** Page text follows **

Perhaps more than any other group, theatre-people regard him personally. He is one of us. After all, he could have just written poetry or essays or treatises or sermons. He could, surely, have invented the novel. Although he didn't invent the tenet that all the world's a stage, he certainly lived by it and there it was, as a text above his Globe Theatre — Totus mundi agit historiem. Every one of his plays uses the metaphor of theatre and of acting, to illuminate their meaning. Let others despise us for escaping the real world for a career of disguise and pretence. Shakespeare reassures us that acting is close to the heart of human experience.

** End of Page text **
** Record excerpts follows **

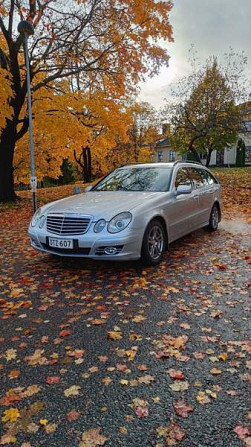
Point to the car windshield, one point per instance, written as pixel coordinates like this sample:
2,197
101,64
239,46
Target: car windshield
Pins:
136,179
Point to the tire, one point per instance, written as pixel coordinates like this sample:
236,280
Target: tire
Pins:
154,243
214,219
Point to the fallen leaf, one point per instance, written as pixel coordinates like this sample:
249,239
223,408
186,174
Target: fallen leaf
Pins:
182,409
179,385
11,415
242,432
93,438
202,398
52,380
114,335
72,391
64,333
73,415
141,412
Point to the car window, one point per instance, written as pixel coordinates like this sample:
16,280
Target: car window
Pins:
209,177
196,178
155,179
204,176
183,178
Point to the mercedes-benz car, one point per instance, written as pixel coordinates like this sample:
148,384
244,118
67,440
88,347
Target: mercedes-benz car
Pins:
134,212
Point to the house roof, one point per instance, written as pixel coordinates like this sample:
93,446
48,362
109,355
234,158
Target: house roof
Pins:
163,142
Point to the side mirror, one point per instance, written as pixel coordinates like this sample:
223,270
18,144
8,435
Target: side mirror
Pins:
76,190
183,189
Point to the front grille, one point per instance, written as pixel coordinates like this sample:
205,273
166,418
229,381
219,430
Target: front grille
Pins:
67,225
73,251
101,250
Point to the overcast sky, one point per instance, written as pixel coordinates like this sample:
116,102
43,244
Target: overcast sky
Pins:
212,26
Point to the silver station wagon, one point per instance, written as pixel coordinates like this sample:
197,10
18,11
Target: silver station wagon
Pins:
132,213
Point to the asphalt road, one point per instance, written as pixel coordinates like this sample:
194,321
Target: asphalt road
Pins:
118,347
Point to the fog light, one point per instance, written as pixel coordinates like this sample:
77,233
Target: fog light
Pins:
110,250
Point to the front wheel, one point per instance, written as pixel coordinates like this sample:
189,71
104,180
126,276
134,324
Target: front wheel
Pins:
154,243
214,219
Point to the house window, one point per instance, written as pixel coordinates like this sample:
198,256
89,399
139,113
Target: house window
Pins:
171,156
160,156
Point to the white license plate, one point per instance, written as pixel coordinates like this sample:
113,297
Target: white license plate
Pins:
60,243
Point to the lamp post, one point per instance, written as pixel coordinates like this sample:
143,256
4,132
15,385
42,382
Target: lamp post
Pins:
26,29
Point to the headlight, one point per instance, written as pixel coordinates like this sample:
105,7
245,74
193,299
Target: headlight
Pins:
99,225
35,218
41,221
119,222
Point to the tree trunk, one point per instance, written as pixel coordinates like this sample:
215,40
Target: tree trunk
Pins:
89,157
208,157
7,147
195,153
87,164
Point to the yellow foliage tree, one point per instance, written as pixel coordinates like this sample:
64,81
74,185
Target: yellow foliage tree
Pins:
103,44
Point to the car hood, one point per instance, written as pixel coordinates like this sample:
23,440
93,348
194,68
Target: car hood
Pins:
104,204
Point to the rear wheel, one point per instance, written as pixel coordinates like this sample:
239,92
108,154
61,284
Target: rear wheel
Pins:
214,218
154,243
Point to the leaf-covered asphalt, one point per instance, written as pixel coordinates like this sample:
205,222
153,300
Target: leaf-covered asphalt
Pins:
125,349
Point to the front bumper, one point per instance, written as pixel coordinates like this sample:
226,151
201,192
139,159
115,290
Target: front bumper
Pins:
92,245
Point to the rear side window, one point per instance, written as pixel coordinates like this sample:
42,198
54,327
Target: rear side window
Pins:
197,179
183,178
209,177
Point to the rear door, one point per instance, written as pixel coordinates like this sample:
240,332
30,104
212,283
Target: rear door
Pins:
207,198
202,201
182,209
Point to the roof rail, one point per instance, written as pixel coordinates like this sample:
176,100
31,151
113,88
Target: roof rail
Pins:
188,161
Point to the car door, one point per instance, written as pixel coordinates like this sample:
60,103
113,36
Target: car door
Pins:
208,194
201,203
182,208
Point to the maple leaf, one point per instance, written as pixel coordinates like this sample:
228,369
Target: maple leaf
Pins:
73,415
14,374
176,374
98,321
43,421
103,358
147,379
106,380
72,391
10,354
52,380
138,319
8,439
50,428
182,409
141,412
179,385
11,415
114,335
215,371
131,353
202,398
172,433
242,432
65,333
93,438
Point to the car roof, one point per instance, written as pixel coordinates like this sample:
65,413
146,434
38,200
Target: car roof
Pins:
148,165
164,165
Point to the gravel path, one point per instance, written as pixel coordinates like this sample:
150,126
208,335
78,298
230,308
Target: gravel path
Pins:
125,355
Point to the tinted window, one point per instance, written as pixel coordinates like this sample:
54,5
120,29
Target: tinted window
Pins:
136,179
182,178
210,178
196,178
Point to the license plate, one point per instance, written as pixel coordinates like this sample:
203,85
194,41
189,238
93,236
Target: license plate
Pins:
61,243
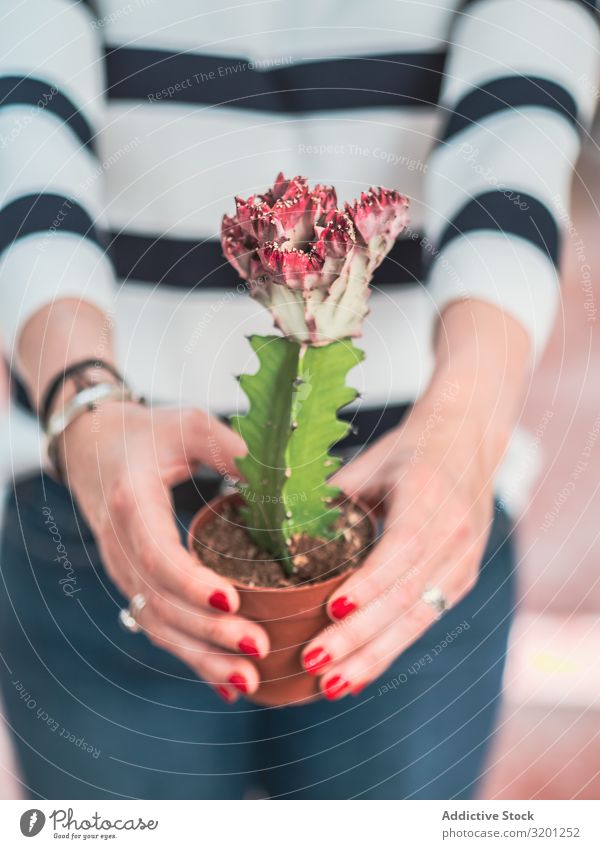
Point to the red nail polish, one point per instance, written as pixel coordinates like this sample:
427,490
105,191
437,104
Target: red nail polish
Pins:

** End of Record excerpts **

▶ _What to produce_:
Decide whether each statement agrees with the text on Shakespeare and theatre-people, answering yes or no and quoting the words of the text that decide it. 1. The text presents Shakespeare as the originator of the idea that all the world's a stage. 2. According to the text, only a few of Shakespeare's plays use the metaphor of theatre and acting. 3. The text says Shakespeare reassures actors that acting is close to the heart of human experience.

▶ _Response to the task_:
1. No: "he didn't invent the tenet that all the world's a stage"
2. No: "Every one of his plays uses the metaphor of theatre and of acting"
3. Yes: "Shakespeare reassures us that acting is close to the heart of human experience"